Assignment: How does the news item below on the Vanderbilt p53 and aneuploidy findings continue? Write the next part, starting right after its last sentence.

Text segment:

____

Cancer

September 2, 2021

Discovery offers insight for development of cancer therapies targeting mutant p53

Vanderbilt researchers have discovered that aneuploidy (an abnormal number of chromosomes) drives malignant phenotypes in cells expressing mutant p53, a tumor suppressor protein that is mutated in more than half of all human cancers.

The team studying tumor suppressor protein p53 includes, from left, Jennifer Pietenpol, PhD, and Lindsay Redman-Rivera.
The team studying tumor suppressor protein p53 includes, from left, Jennifer Pietenpol, PhD, and Lindsay Redman-Rivera. (photo by Donn Jones)

The tumor suppressor protein p53 is mutated in more than half of all human cancers. Several drugs that potentially can restore mutant p53 to its normal cancer-killing function are in clinical investigation.

____

Records supplied:
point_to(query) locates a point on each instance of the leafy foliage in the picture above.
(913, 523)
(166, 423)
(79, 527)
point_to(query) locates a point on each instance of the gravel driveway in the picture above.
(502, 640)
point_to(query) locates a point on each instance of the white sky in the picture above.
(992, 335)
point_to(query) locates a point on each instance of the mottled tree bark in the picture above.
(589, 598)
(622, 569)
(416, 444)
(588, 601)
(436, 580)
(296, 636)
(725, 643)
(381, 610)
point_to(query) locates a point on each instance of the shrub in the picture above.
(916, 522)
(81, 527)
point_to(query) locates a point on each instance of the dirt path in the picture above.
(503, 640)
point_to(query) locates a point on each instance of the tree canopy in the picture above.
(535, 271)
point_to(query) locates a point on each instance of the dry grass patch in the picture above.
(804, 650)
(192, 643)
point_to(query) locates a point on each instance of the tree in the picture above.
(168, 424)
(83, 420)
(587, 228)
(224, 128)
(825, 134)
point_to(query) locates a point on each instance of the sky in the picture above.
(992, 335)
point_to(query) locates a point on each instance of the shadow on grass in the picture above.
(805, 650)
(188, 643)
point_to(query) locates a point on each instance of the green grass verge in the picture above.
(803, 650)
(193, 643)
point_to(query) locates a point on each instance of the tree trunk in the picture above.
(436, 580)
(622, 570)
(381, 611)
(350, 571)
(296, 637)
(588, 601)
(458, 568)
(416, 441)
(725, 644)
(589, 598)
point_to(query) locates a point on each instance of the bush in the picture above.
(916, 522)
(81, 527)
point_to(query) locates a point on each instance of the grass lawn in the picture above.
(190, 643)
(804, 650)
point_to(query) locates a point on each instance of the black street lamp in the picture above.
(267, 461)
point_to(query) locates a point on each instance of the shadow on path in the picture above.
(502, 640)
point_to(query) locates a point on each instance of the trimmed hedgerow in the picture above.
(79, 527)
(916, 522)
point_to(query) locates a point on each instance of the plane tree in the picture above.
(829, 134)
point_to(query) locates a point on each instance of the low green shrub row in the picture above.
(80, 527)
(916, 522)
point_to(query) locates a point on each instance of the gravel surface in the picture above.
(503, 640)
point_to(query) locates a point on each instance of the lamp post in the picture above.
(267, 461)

____

Task output:
However, much remains to be learned about various mutations that lead to a “loss of function” in the protein and others that cause a putative malignant “gain of function,” acceleration of cancerous growth and spread (metastasis), for example.

Several studies have observed a positive correlation between p53 mutations and aneuploidy, an abnormal number of chromosomes that also can contribute to tumorigenesis (malignant growth). One unanswered question is what role, if any, aneuploidy plays in mutant p53 gain of function.

Now researchers at Vanderbilt University Medical Center have discovered that aneuploidy drives gain-of-function phenotypes in cells expressing mutant p53. Their report, published Aug. 31 in the journal Nature Communications, has implications for developing therapies targeting mutant p53.

“The concept of mutant p53 gain of function was introduced over 30 years ago, and since then, many publications have reported context-specific and conflicting evidence for oncogenic phenotypes arising from overexpression of the mutant p53 protein,” said the paper’s corresponding author, Jennifer Pietenpol, PhD, director of the Vanderbilt-Ingram Cancer Center and Executive Vice President for Research at VUMC.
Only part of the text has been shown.